-- BEGIN Material supplied --

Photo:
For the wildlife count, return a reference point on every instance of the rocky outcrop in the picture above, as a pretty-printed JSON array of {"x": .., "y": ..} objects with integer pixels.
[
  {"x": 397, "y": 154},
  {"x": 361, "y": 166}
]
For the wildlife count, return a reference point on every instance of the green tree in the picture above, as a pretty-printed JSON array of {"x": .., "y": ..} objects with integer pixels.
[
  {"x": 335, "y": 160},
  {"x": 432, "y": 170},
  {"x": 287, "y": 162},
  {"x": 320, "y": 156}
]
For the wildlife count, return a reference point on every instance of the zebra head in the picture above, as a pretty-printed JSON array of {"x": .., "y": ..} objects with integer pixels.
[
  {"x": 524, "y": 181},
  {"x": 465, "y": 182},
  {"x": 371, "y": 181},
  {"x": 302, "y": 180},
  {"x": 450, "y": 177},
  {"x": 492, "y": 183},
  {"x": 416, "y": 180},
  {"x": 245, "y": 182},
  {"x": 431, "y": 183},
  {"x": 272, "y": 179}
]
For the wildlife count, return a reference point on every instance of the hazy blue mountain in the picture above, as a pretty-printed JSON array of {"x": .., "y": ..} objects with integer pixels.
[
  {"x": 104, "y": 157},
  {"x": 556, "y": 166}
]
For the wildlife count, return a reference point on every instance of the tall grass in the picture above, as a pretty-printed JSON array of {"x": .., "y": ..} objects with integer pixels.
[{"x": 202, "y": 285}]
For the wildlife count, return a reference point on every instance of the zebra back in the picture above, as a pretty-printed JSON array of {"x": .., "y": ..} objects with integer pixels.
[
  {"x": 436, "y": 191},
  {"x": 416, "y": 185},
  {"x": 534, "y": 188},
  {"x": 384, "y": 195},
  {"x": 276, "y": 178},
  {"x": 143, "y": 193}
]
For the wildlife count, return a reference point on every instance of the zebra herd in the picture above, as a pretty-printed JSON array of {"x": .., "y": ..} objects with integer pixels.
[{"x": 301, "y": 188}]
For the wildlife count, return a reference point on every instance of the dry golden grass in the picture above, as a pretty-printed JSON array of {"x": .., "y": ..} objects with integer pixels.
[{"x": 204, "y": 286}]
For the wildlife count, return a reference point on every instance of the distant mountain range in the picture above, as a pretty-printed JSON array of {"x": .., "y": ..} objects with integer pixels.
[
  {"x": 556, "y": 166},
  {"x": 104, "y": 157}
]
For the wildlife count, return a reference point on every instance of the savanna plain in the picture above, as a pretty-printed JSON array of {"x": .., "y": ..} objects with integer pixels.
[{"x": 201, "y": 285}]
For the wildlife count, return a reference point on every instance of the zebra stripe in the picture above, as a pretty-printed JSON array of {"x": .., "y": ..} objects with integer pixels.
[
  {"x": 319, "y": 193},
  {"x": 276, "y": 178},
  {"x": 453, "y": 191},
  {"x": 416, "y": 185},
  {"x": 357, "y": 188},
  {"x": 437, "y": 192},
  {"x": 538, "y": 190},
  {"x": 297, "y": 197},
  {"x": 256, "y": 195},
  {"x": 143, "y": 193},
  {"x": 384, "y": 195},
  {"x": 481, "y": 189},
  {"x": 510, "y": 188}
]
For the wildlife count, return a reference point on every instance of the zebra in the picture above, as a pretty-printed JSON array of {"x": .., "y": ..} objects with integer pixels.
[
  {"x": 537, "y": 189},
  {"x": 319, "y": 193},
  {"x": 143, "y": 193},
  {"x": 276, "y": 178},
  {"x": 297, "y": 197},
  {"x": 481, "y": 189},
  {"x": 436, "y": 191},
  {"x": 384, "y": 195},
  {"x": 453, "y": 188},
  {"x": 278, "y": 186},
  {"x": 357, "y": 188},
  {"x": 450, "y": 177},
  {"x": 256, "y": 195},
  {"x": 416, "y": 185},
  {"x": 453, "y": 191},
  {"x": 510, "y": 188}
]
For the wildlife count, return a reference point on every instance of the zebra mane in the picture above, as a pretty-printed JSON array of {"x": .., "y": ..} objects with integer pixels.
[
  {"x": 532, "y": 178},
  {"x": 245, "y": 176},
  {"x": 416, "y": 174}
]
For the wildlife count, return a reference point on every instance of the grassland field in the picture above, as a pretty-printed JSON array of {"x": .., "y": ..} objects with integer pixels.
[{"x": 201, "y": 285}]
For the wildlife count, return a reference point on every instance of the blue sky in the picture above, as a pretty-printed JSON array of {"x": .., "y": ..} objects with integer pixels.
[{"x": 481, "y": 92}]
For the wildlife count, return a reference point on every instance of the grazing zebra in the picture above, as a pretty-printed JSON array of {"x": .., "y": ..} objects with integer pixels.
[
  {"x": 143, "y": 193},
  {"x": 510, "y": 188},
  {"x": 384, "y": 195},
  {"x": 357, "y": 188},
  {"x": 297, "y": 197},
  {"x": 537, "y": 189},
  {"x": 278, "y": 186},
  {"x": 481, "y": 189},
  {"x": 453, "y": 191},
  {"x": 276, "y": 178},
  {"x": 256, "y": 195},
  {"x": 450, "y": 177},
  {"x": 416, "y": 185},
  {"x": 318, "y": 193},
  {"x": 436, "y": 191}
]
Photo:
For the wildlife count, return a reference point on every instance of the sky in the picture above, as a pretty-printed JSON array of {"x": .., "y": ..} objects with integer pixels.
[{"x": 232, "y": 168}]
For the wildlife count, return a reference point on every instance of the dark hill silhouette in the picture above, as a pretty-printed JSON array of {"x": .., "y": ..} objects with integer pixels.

-- END Material supplied --

(Work instructions): Rewrite every one of the rows above, changing "wildlife count" to "animal survey" and leaving everything else as it is.

(Finished answer):
Photo:
For the animal survey, return a reference point on every instance of the rocky outcrop in the picture above, as a pretty-printed JSON array of {"x": .., "y": ..} objects with integer pixels.
[
  {"x": 397, "y": 154},
  {"x": 361, "y": 166}
]
For the animal survey, return a reference point on every instance of the green tree in the picture above, as a pretty-printed JSON array of {"x": .., "y": ..} objects with integer pixels.
[
  {"x": 335, "y": 160},
  {"x": 432, "y": 170},
  {"x": 287, "y": 162},
  {"x": 320, "y": 156}
]
For the animal survey, return a reference point on every instance of the zebra head in the picture above, as a pretty-printed JSON array of {"x": .., "y": ..} objects with integer pixels.
[
  {"x": 524, "y": 181},
  {"x": 465, "y": 182},
  {"x": 371, "y": 181},
  {"x": 302, "y": 180},
  {"x": 450, "y": 177},
  {"x": 492, "y": 183},
  {"x": 416, "y": 180},
  {"x": 245, "y": 182},
  {"x": 431, "y": 183},
  {"x": 272, "y": 179}
]
For the animal survey, return a reference point on every instance of the hazy blue mountain in the picture above, as a pretty-printed JSON array of {"x": .., "y": ..} objects with integer pixels.
[
  {"x": 104, "y": 157},
  {"x": 556, "y": 166}
]
For the animal survey, return a reference point on every instance of the tall grass in the picture above, as a pretty-printed JSON array of {"x": .., "y": ..} objects with integer pixels.
[{"x": 202, "y": 285}]
For the animal survey, return a reference point on every instance of the zebra back in the picture above, as a pretty-printed JSON array of {"x": .., "y": ..} objects with integer pixels.
[
  {"x": 436, "y": 191},
  {"x": 416, "y": 185},
  {"x": 534, "y": 188},
  {"x": 384, "y": 195},
  {"x": 276, "y": 178},
  {"x": 143, "y": 193}
]
For the animal survey, return a reference point on every instance of the zebra herd in the picture above, as a pretty-printed JSON array of {"x": .., "y": ..} objects with integer pixels.
[{"x": 301, "y": 188}]
For the animal survey, return a reference point on every instance of the dry golden grass in the picture above, as a pretty-printed JSON array of {"x": .., "y": ..} objects with integer pixels.
[{"x": 204, "y": 286}]
For the animal survey, return a reference point on every instance of the distant mountain range in the picture above, as a pretty-printed JSON array of {"x": .., "y": ..} objects with integer pixels.
[
  {"x": 556, "y": 166},
  {"x": 104, "y": 157}
]
For the animal survey, return a reference point on every instance of the savanna plain in the picture above, as a pretty-printed JSON array of {"x": .., "y": ..} objects with integer pixels.
[{"x": 201, "y": 285}]
For the animal survey, return a reference point on every instance of the zebra stripe in the picture above, as a pretty-printed JSON array of {"x": .., "y": ..} objects with integer pixels.
[
  {"x": 319, "y": 193},
  {"x": 276, "y": 178},
  {"x": 453, "y": 191},
  {"x": 416, "y": 185},
  {"x": 357, "y": 188},
  {"x": 437, "y": 192},
  {"x": 538, "y": 190},
  {"x": 297, "y": 197},
  {"x": 256, "y": 195},
  {"x": 143, "y": 193},
  {"x": 384, "y": 195},
  {"x": 481, "y": 189},
  {"x": 510, "y": 188}
]
For the animal survey, return a reference point on every instance of the zebra in the picture above, as a pretty-printed JSON array of {"x": .., "y": ..} objects with integer pixels.
[
  {"x": 537, "y": 189},
  {"x": 319, "y": 193},
  {"x": 143, "y": 193},
  {"x": 276, "y": 178},
  {"x": 297, "y": 197},
  {"x": 481, "y": 189},
  {"x": 436, "y": 191},
  {"x": 384, "y": 195},
  {"x": 453, "y": 188},
  {"x": 278, "y": 186},
  {"x": 357, "y": 188},
  {"x": 450, "y": 177},
  {"x": 256, "y": 195},
  {"x": 416, "y": 185},
  {"x": 453, "y": 191},
  {"x": 510, "y": 188}
]
For the animal survey, return a reference point on every instance of the zebra mane in the picture above, as a pretty-printed JSON array of {"x": .., "y": ..} objects with integer pixels.
[
  {"x": 532, "y": 178},
  {"x": 245, "y": 176},
  {"x": 416, "y": 174}
]
For the animal survey, return a reference point on every instance of the grassland field in the picture above, as a pretty-printed JSON array of {"x": .., "y": ..} objects with integer pixels.
[{"x": 201, "y": 285}]
For the animal survey, return a reference point on every instance of the blue sky in the picture above, as a pretty-printed JSON array of {"x": .., "y": ..} objects with integer pixels.
[{"x": 481, "y": 92}]
For the animal survey, return a reference point on every instance of the grazing zebra in the picture above, as a pretty-printed JSON array of {"x": .., "y": ..} objects with integer pixels.
[
  {"x": 143, "y": 193},
  {"x": 510, "y": 188},
  {"x": 384, "y": 195},
  {"x": 357, "y": 188},
  {"x": 297, "y": 197},
  {"x": 537, "y": 189},
  {"x": 278, "y": 186},
  {"x": 481, "y": 189},
  {"x": 453, "y": 191},
  {"x": 276, "y": 178},
  {"x": 256, "y": 195},
  {"x": 450, "y": 177},
  {"x": 416, "y": 185},
  {"x": 318, "y": 193},
  {"x": 436, "y": 191}
]
Photo:
For the animal survey, return a reference point on every instance of the sky in the picture above, as a pretty-printed JSON array of {"x": .., "y": ..} objects with integer pixels.
[{"x": 232, "y": 168}]
For the animal survey, return a reference point on every instance of the dark hill silhouette in the picture above, as a pretty-printed JSON array of {"x": .., "y": ..} objects with integer pixels.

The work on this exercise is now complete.